* Your task *
Please retype every record below exactly, leaving the pictures out.

* Information supplied *
☆ ☆ ☆ ☆ ☆ ☆ ☆

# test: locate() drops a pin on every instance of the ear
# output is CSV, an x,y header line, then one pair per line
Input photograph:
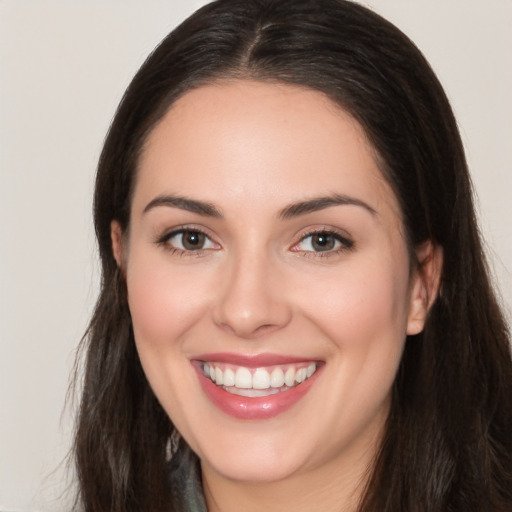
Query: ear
x,y
426,280
116,235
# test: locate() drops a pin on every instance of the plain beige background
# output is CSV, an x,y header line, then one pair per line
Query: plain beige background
x,y
63,68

☆ ☆ ☆ ☆ ☆ ☆ ☆

* Reply to the task *
# test: locate() drops a pin on every instance of the ear
# output is CSV, an x,y header line, then one pair per line
Input photograph:
Query: ear
x,y
426,280
116,235
# test: locate() drops a pin on every instance of the plain beige background
# output is CSV, an x,y header line, then one pair per line
Query: plain beige background
x,y
63,68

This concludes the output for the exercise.